Natural-language object grounding data
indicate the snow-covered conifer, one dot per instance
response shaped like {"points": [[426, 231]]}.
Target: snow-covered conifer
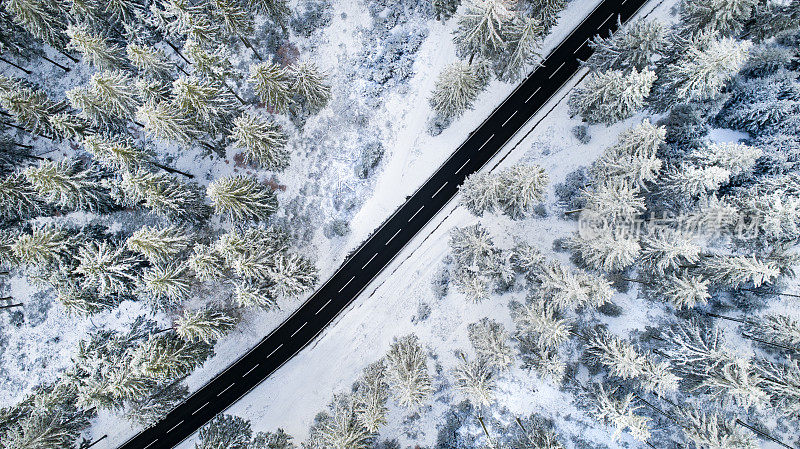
{"points": [[480, 27], [610, 96], [243, 198], [150, 61], [407, 372], [620, 413], [263, 140], [457, 87], [96, 50], [207, 325], [70, 184], [272, 84], [475, 380], [108, 269], [310, 84], [225, 431]]}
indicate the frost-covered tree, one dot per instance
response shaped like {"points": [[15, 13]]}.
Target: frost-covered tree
{"points": [[480, 27], [726, 17], [164, 195], [159, 244], [612, 95], [407, 372], [634, 46], [108, 269], [263, 140], [150, 61], [490, 341], [225, 432], [457, 87], [70, 184], [168, 284], [166, 356], [310, 84], [207, 325], [243, 198], [273, 85], [475, 380], [515, 190], [167, 121], [620, 413], [96, 50], [110, 98]]}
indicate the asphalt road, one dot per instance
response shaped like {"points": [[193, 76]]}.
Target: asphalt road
{"points": [[379, 250]]}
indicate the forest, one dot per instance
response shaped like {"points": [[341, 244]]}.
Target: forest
{"points": [[687, 222]]}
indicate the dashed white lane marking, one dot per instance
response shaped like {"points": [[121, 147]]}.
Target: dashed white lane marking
{"points": [[304, 324], [173, 427], [534, 93], [509, 118], [462, 166], [370, 260], [415, 214], [556, 70], [484, 143], [440, 189], [320, 309], [251, 370], [345, 285], [199, 408], [395, 235], [226, 389]]}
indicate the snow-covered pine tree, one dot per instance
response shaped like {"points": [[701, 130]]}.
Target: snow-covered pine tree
{"points": [[41, 18], [633, 46], [70, 184], [291, 275], [159, 244], [96, 50], [620, 413], [475, 380], [110, 98], [117, 152], [539, 322], [166, 356], [612, 95], [726, 17], [167, 121], [108, 269], [490, 341], [206, 325], [150, 61], [164, 195], [407, 372], [18, 197], [242, 198], [206, 101], [371, 395], [225, 431], [736, 271], [263, 140], [523, 35], [625, 361], [168, 283], [30, 107], [480, 27], [272, 84], [708, 431], [457, 87], [310, 84], [606, 248]]}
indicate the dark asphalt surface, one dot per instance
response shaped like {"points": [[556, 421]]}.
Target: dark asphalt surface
{"points": [[376, 253]]}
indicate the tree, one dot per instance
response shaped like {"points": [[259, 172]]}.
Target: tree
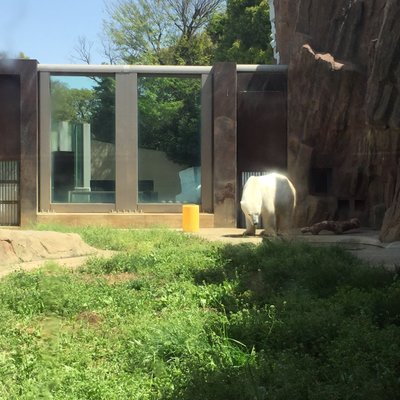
{"points": [[160, 31], [242, 34], [68, 104], [169, 117]]}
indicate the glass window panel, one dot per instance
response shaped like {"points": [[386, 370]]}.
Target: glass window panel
{"points": [[169, 140], [83, 139]]}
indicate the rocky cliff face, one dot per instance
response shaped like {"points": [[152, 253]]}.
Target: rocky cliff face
{"points": [[344, 108]]}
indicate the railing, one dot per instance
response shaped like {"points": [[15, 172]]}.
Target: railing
{"points": [[9, 193]]}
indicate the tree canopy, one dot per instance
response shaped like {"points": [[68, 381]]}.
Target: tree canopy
{"points": [[190, 32]]}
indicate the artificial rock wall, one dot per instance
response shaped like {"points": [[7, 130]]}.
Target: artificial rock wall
{"points": [[343, 109]]}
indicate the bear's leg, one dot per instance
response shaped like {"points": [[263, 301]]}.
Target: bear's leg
{"points": [[268, 223], [250, 227]]}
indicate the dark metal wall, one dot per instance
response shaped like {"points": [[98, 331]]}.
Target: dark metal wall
{"points": [[19, 139], [261, 122], [261, 127], [10, 117]]}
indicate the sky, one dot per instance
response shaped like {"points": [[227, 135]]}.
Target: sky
{"points": [[48, 30]]}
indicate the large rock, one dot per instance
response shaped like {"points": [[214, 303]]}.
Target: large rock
{"points": [[344, 106], [18, 246]]}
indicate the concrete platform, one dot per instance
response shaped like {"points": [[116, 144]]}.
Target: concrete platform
{"points": [[364, 243]]}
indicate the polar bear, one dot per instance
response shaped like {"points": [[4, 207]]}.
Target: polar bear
{"points": [[271, 196]]}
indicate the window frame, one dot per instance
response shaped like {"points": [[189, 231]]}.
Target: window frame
{"points": [[126, 145]]}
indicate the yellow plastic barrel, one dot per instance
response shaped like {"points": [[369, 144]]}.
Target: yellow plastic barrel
{"points": [[190, 217]]}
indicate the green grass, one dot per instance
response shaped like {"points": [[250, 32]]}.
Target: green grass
{"points": [[172, 316]]}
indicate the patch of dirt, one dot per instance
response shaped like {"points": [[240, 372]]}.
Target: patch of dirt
{"points": [[27, 249], [90, 317]]}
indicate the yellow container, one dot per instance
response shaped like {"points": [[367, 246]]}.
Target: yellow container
{"points": [[190, 217]]}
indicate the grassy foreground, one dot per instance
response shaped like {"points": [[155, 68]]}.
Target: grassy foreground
{"points": [[175, 317]]}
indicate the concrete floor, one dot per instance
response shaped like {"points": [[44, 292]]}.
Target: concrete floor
{"points": [[364, 243], [361, 242]]}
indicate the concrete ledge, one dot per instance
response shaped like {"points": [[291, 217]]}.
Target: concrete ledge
{"points": [[122, 220]]}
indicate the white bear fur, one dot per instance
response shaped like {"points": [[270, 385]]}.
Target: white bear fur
{"points": [[271, 196]]}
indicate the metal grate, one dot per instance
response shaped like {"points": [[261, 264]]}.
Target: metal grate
{"points": [[245, 175], [9, 193]]}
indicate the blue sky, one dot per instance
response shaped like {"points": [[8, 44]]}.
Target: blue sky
{"points": [[48, 30]]}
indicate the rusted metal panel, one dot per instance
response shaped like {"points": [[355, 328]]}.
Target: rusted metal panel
{"points": [[9, 117], [224, 107], [9, 193]]}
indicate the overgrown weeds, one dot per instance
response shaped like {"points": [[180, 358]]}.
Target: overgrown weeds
{"points": [[199, 320]]}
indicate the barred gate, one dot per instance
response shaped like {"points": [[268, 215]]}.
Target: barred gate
{"points": [[241, 222], [9, 193]]}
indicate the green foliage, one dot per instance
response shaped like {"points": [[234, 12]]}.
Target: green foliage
{"points": [[162, 31], [172, 316], [75, 105], [242, 34], [95, 105], [169, 118], [103, 110]]}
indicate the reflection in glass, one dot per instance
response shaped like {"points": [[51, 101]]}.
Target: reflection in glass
{"points": [[83, 139], [169, 140]]}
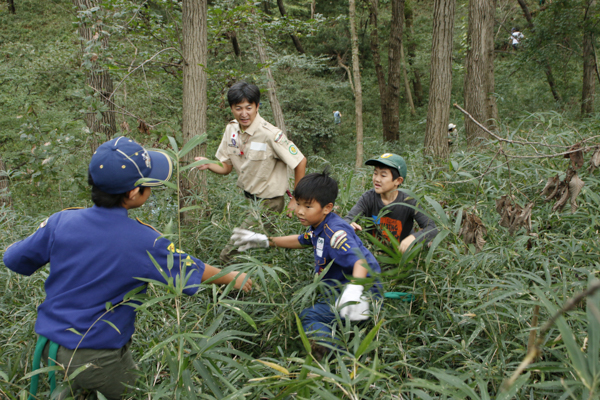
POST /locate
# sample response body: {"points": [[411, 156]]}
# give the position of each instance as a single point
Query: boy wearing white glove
{"points": [[334, 241]]}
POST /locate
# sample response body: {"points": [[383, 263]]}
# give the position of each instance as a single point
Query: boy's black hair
{"points": [[241, 91], [317, 186], [394, 171], [107, 200]]}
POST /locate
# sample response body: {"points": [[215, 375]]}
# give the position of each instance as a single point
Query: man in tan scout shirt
{"points": [[260, 154]]}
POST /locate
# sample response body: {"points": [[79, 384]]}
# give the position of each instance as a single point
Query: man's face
{"points": [[245, 113]]}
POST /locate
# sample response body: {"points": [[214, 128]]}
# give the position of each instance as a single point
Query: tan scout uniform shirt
{"points": [[260, 156]]}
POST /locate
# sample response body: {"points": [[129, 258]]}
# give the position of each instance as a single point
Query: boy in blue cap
{"points": [[335, 243], [97, 255], [389, 173]]}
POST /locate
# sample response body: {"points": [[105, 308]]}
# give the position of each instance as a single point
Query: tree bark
{"points": [[271, 87], [406, 83], [357, 86], [5, 198], [96, 77], [195, 52], [295, 38], [438, 111], [412, 51], [545, 62], [479, 69], [589, 65], [389, 93]]}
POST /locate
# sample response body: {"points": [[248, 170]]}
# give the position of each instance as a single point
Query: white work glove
{"points": [[353, 312], [248, 240]]}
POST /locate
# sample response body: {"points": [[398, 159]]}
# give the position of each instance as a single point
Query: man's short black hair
{"points": [[241, 91], [394, 171], [107, 200], [317, 186]]}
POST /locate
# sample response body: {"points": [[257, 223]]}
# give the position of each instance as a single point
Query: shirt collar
{"points": [[255, 125]]}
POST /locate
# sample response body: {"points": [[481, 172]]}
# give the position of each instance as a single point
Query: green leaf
{"points": [[368, 339], [191, 144]]}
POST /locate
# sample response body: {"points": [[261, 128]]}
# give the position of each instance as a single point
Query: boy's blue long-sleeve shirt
{"points": [[95, 256], [334, 240]]}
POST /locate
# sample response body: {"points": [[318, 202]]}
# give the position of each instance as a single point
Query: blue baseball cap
{"points": [[119, 163]]}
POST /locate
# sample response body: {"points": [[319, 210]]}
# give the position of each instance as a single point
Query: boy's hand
{"points": [[356, 226], [240, 279], [247, 239], [354, 312], [405, 244]]}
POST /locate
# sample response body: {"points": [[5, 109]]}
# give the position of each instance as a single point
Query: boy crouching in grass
{"points": [[97, 255], [389, 173], [335, 243]]}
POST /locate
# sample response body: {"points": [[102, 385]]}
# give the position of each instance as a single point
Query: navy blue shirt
{"points": [[95, 256], [334, 240]]}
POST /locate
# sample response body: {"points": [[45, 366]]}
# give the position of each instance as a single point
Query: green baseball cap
{"points": [[392, 161]]}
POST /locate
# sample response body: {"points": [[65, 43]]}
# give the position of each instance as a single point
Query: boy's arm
{"points": [[288, 242], [216, 168], [210, 271]]}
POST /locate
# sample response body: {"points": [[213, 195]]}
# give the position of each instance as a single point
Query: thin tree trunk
{"points": [[271, 88], [295, 38], [392, 128], [479, 101], [96, 77], [195, 49], [357, 86], [438, 111], [374, 8], [406, 83], [589, 66], [546, 64], [5, 198]]}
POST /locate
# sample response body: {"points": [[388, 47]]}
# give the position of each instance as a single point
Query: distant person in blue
{"points": [[337, 117], [336, 245], [97, 256]]}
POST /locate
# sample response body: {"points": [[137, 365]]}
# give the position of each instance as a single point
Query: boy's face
{"points": [[384, 182], [245, 113], [311, 213]]}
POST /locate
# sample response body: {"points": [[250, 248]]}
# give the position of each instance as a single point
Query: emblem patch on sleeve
{"points": [[338, 239]]}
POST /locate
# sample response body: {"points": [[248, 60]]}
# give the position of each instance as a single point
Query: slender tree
{"points": [[589, 63], [295, 38], [479, 69], [93, 39], [357, 85], [389, 93], [544, 62], [438, 111], [195, 52]]}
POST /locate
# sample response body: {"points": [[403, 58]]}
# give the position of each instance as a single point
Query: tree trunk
{"points": [[295, 38], [96, 77], [479, 86], [195, 49], [271, 88], [357, 86], [545, 63], [374, 8], [589, 65], [5, 198], [392, 128], [406, 83], [438, 111]]}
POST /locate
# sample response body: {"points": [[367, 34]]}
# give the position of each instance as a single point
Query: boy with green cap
{"points": [[387, 206]]}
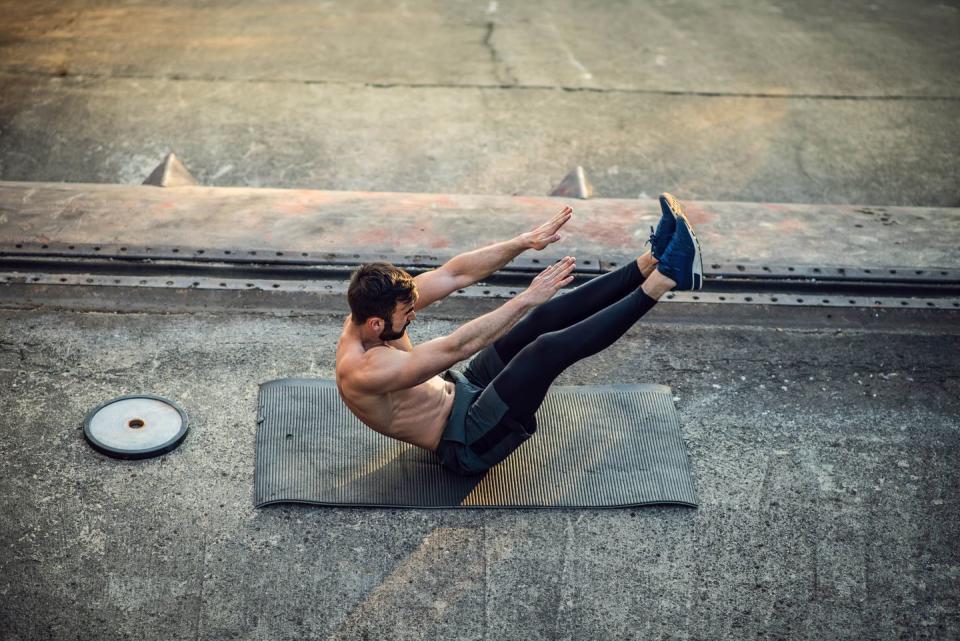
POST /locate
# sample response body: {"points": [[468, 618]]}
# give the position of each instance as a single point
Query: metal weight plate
{"points": [[134, 427]]}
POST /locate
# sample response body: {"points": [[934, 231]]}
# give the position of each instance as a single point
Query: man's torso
{"points": [[416, 415]]}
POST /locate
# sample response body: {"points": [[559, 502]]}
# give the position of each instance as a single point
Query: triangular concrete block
{"points": [[170, 173], [575, 185]]}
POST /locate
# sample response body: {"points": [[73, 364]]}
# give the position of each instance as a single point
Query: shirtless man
{"points": [[476, 419]]}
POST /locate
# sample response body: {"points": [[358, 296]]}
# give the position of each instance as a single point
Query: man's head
{"points": [[382, 291]]}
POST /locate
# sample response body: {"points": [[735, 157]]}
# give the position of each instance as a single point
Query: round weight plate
{"points": [[136, 426]]}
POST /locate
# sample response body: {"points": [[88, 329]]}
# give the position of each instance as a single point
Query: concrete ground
{"points": [[752, 100], [823, 456]]}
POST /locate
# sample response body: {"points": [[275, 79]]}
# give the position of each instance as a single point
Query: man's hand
{"points": [[547, 232], [547, 282]]}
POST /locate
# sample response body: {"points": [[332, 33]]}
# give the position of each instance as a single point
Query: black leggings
{"points": [[564, 330]]}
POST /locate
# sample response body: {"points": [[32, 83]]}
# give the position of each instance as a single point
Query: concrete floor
{"points": [[740, 101], [826, 477]]}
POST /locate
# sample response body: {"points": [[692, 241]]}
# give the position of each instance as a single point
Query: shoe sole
{"points": [[677, 211]]}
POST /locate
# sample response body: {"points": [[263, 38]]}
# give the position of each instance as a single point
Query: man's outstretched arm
{"points": [[387, 370], [466, 269]]}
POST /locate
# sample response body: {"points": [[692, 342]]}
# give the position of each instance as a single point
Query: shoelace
{"points": [[653, 237]]}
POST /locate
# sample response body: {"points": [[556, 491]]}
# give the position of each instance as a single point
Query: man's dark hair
{"points": [[376, 288]]}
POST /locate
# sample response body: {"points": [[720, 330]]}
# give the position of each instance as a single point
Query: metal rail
{"points": [[272, 269]]}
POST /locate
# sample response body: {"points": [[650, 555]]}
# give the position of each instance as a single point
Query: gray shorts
{"points": [[479, 434]]}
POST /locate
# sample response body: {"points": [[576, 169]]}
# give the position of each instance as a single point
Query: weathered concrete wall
{"points": [[748, 101]]}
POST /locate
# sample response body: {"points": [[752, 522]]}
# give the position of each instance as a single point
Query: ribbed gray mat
{"points": [[606, 446]]}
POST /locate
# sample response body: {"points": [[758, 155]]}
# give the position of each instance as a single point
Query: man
{"points": [[476, 419]]}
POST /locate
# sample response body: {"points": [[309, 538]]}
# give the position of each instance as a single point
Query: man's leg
{"points": [[524, 382], [560, 312], [503, 416]]}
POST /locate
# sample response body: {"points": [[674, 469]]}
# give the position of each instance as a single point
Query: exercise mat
{"points": [[603, 446]]}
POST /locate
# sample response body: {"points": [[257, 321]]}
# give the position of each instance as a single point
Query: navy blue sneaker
{"points": [[668, 223], [682, 262]]}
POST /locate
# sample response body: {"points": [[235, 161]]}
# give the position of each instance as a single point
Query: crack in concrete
{"points": [[499, 65], [180, 77]]}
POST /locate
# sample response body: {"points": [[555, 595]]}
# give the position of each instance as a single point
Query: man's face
{"points": [[402, 315]]}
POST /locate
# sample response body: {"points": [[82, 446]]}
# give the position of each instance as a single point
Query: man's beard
{"points": [[389, 335]]}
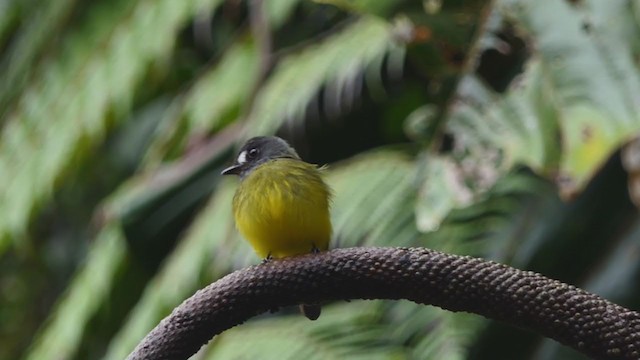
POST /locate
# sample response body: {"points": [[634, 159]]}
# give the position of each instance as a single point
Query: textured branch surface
{"points": [[562, 312]]}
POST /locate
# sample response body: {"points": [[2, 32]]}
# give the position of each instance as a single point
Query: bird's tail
{"points": [[311, 311]]}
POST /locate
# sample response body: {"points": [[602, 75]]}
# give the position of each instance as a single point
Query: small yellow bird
{"points": [[282, 204]]}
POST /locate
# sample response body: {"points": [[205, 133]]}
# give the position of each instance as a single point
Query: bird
{"points": [[282, 204]]}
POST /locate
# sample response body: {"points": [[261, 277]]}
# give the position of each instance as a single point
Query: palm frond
{"points": [[62, 334], [214, 100], [382, 181], [358, 47], [101, 63], [177, 279]]}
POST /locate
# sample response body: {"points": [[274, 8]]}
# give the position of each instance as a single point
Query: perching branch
{"points": [[572, 316]]}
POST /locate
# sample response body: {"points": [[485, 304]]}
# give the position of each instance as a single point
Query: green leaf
{"points": [[102, 63], [214, 100], [358, 47], [89, 289], [178, 278], [382, 181]]}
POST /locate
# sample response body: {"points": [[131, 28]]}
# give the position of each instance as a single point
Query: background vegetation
{"points": [[503, 129]]}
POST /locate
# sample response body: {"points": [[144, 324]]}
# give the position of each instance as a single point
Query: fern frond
{"points": [[62, 333], [64, 113], [214, 100], [296, 79], [178, 277]]}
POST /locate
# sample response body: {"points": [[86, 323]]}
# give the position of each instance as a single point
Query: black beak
{"points": [[232, 170]]}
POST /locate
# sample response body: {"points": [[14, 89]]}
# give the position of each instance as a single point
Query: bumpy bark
{"points": [[565, 313]]}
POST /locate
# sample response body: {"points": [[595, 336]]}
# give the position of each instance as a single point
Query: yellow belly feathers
{"points": [[282, 209]]}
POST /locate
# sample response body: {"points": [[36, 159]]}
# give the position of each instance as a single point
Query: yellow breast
{"points": [[282, 209]]}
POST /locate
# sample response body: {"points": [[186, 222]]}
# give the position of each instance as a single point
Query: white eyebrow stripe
{"points": [[242, 158]]}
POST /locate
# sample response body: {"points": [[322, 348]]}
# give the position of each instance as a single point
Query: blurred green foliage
{"points": [[491, 128]]}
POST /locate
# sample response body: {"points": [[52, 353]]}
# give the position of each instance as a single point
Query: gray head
{"points": [[257, 151]]}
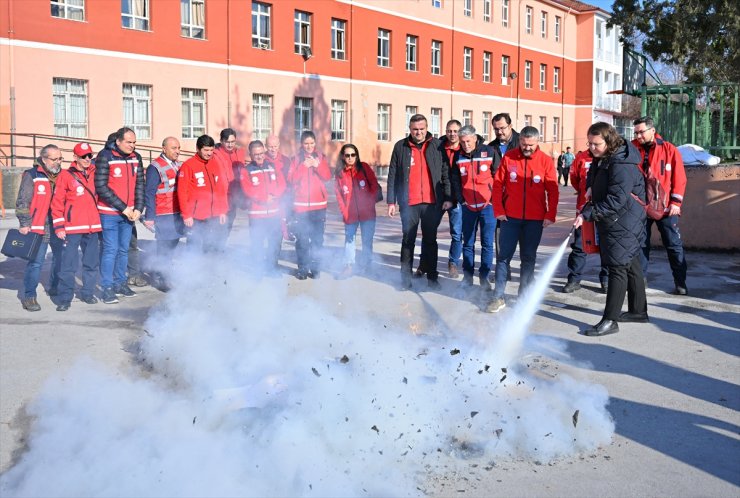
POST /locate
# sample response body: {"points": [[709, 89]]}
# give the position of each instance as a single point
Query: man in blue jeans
{"points": [[119, 183], [34, 216]]}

*Exercise directions*. Reproduce the data above word for word from its first line through the line that holds "indicate the asphalt", both ends included; skip pictures.

*Expected output*.
indicate the snow-covered conifer, one dot per instance
response shaped like {"points": [[426, 231]]}.
Target: snow-covered conifer
{"points": [[480, 27], [610, 96], [243, 198], [150, 61], [407, 372], [620, 413], [263, 140], [457, 87], [96, 50], [207, 325], [70, 184], [272, 84], [475, 380], [108, 269], [310, 84], [225, 431]]}
indicate the frost-covered tree, one dot per instance
response shaped like {"points": [[15, 13]]}.
Target: frost-covered tree
{"points": [[480, 27], [726, 17], [164, 195], [159, 244], [612, 95], [407, 372], [634, 46], [108, 269], [263, 140], [150, 61], [490, 341], [225, 432], [457, 87], [70, 184], [168, 284], [166, 356], [310, 84], [207, 325], [243, 198], [273, 85], [475, 380], [515, 190], [167, 121], [620, 413], [96, 50], [110, 98]]}
indicate the asphalt road, one dot per instance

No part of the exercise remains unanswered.